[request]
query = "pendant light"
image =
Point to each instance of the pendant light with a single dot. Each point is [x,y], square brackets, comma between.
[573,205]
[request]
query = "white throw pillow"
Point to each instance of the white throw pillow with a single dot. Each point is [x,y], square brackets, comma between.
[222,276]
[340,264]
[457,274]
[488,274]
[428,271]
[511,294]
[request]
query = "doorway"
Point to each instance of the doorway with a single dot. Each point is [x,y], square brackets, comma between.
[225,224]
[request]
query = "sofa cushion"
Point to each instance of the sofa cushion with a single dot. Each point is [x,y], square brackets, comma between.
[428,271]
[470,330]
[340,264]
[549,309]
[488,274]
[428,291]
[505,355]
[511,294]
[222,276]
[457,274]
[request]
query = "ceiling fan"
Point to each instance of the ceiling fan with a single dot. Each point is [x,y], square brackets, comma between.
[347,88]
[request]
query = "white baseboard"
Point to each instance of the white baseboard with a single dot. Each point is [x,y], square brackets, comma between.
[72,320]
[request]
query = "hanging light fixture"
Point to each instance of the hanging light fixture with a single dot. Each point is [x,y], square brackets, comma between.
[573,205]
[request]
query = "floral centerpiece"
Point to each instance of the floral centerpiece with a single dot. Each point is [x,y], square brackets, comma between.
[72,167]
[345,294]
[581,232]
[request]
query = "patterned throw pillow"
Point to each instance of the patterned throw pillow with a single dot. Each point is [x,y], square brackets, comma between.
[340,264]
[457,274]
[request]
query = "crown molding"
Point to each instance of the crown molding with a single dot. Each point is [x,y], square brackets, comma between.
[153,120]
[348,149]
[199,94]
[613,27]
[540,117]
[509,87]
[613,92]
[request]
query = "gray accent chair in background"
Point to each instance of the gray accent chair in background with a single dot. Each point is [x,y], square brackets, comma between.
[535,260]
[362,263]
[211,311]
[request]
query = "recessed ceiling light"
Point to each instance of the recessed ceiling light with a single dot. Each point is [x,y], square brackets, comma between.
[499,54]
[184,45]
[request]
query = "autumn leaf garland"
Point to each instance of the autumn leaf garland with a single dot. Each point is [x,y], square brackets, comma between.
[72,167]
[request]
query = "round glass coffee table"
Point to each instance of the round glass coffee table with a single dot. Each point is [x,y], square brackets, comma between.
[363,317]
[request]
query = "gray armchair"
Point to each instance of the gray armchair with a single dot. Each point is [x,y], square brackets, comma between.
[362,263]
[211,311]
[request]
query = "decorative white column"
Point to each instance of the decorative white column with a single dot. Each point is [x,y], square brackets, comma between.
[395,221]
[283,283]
※
### [Set exercise]
Transcribe the records above exactly as they appear.

### [Full output]
[request]
query = "pendant light"
image =
Point to each instance of the pendant light with a single dot. Each point is [x,y], square brackets, comma between.
[573,205]
[request]
query = "white throw pillow"
Point to each instance of the white throw pillow with a single dot. Each point is [x,y], square brackets, comma between.
[222,276]
[340,264]
[457,274]
[488,274]
[428,271]
[511,294]
[request]
query = "doorway"
Point to each instance of the doorway with a single dot. Each point is [x,y], square brackets, comma between.
[225,224]
[request]
query = "sofa cushion"
Point to each instance of the sofa cushion with a single dot. Each point is [x,y], square brackets, comma between.
[428,271]
[470,330]
[340,264]
[549,309]
[488,274]
[428,291]
[505,355]
[511,294]
[222,276]
[457,274]
[request]
query = "ceiling fan"
Point to each instance of the ceiling fan with a single dot. Each point is [x,y], square brackets, comma between.
[347,88]
[request]
query = "white baseboard"
Point to each instance of the white baseboard with a single dot. Each point is [x,y], square brackets, comma between.
[72,320]
[request]
query = "hanging light fixture"
Point to each instance of the hanging light fixture with a single dot. Each point is [x,y], square brackets, comma between.
[573,205]
[request]
query = "floral centerpiece"
Point to each instance of the floral centerpiece with a single dot. Each point is [x,y], square brackets, comma between.
[72,167]
[345,294]
[581,232]
[request]
query = "patterned throw pillow"
Point to each instance of the patterned throw pillow with a single dot. Each point is [x,y], square brackets, comma between.
[340,264]
[457,274]
[request]
query = "crown molding"
Point to each instance of the crown molding with a single dot. Each point is [x,y], square brackets, comma between.
[153,120]
[348,149]
[199,94]
[613,27]
[540,117]
[509,87]
[613,92]
[request]
query = "gray accent chair in background"
Point to each instance of the gray accent chair in background with a single dot. Each point is [x,y], square brackets, comma between.
[535,260]
[362,263]
[211,311]
[request]
query = "recessed ceiling light"
Point to each instance of the recessed ceiling light with a single dot. Each point is [x,y], square brackets, comma between.
[499,54]
[184,45]
[request]
query = "autumn leaf garland"
Point to each instance of the autumn leaf garland with a single dot. Each point is [x,y], square brackets, comma between.
[72,167]
[request]
query = "round glass coffee table"
Point to each instance of the round glass coffee table with a single dot. Each point is [x,y], square brackets, comma between.
[363,317]
[request]
query = "gray armchair"
Point to each instance of the gray armchair with a single dot. Each point is [x,y], square brackets, comma between.
[362,263]
[211,311]
[request]
query = "decorative white column"
Point to each instance of the decorative white column with a single dot. Each point is [x,y], square brackets, comma between.
[395,221]
[283,283]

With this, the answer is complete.